Aim: Arrange every line of the entries below as a Markdown table with the columns "Row" and "Line", numbering each row and omitting blank lines.

Dataset:
* * * *
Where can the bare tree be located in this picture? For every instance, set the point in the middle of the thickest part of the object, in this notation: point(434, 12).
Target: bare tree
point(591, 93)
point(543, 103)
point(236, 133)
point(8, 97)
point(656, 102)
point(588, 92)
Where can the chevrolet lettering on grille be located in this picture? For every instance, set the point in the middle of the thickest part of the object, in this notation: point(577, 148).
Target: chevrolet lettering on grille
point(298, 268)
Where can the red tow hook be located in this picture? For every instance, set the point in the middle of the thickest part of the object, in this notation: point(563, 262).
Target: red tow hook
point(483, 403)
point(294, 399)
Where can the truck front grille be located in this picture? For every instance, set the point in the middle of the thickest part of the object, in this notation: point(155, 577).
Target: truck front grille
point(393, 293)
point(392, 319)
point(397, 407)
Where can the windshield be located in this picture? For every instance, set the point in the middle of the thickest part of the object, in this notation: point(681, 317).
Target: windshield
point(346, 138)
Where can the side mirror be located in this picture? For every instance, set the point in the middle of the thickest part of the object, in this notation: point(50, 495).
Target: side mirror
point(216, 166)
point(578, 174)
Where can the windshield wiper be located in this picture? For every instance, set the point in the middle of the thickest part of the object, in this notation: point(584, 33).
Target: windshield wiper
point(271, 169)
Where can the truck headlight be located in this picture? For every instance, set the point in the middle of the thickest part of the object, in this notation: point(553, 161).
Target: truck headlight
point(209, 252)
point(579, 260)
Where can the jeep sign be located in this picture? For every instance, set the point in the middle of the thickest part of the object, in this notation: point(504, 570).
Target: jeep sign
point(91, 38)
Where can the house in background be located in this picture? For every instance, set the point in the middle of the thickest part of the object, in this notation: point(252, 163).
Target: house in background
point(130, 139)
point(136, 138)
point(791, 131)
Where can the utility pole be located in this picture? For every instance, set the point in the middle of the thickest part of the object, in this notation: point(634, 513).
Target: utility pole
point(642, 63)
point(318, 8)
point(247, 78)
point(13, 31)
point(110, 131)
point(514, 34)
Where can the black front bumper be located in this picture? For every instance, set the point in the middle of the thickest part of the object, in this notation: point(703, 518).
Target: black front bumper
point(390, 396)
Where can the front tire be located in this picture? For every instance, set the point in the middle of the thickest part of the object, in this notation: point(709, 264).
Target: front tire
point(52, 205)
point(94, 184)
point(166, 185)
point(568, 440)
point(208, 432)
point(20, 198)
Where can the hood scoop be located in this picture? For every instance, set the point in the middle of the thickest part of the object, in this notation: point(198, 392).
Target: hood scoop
* * * *
Full response:
| Row | Line |
|---|---|
| 1 | Where can the bare tree be located in this picture? For every instance, set the point in the middle of the thickest part of the object, in this notation: point(434, 12). |
| 2 | Target: bare tree |
| 3 | point(591, 93) |
| 4 | point(543, 103) |
| 5 | point(236, 133) |
| 6 | point(8, 97) |
| 7 | point(656, 102) |
| 8 | point(588, 92) |
| 9 | Where can the chevrolet lettering on grille be located in this picture? For every instance, set the point in the middle of the thickest part of the object, in this notation: point(577, 148). |
| 10 | Target: chevrolet lettering on grille |
| 11 | point(298, 268) |
| 12 | Where can the red tow hook be located in this picture? For every instance, set the point in the middle of the thickest part of the object, in this notation: point(563, 262). |
| 13 | Target: red tow hook |
| 14 | point(483, 403) |
| 15 | point(294, 399) |
| 16 | Where can the truck front grille be located in this picture? For every instance, set the point in the middle of the thickest part of the object, in this notation: point(155, 577). |
| 17 | Target: truck front grille |
| 18 | point(393, 293) |
| 19 | point(392, 319) |
| 20 | point(397, 407) |
| 21 | Where can the windshield be located in this picture? For every instance, set the point in the middle of the thickest part of the object, in this notation: point(681, 317). |
| 22 | Target: windshield |
| 23 | point(346, 138) |
| 24 | Where can the side mirror be located in this picture? For every instance, set the point in the middle of the thickest part of the object, in this notation: point(50, 495). |
| 25 | Target: side mirror |
| 26 | point(216, 166) |
| 27 | point(578, 174) |
| 28 | Where can the windshield wiper be located in this picture? For every instance, set the point in the middle of the thickest part of the object, in this notation: point(584, 33). |
| 29 | Target: windshield wiper |
| 30 | point(271, 169) |
| 31 | Where can the truck headlight be located in this picture? For every instance, set the point in the middle of the thickest part of the object, in this notation: point(553, 161). |
| 32 | Target: truck headlight |
| 33 | point(209, 252) |
| 34 | point(579, 260) |
| 35 | Where can the jeep sign be located in this picture? For every instance, set the point in the middle of the thickest part of the object, in this notation: point(504, 570). |
| 36 | Target: jeep sign |
| 37 | point(91, 38) |
| 38 | Where can the house in background be located in this picture? For every instance, set the point in the middle of the thickest part of the object, in this notation: point(252, 163). |
| 39 | Target: house in background |
| 40 | point(130, 139) |
| 41 | point(136, 138) |
| 42 | point(791, 131) |
| 43 | Where can the utility pole be located in this picture? For every instance, set the point in the middle of the thickest part of the object, in this notation: point(634, 513). |
| 44 | Target: utility pole |
| 45 | point(642, 63) |
| 46 | point(318, 8) |
| 47 | point(247, 78) |
| 48 | point(13, 31) |
| 49 | point(110, 131) |
| 50 | point(514, 34) |
| 51 | Where can the black front bumper be located in this picture? For every instance, set the point in the middle of the thickest part of the object, in this notation: point(703, 518). |
| 52 | Target: black front bumper |
| 53 | point(390, 396) |
| 54 | Where can the front tire be located in this picture? For every instance, set the point in the middle of the thickest part of the object, in this notation: point(709, 264). |
| 55 | Target: front tire |
| 56 | point(52, 205) |
| 57 | point(94, 184) |
| 58 | point(166, 185) |
| 59 | point(568, 440) |
| 60 | point(208, 432) |
| 61 | point(20, 198) |
| 62 | Where can the hood scoop be located in this picture? For every instance, set the point in the middle of the thickest part of the object, in this notation: point(198, 392). |
| 63 | Target: hood scoop |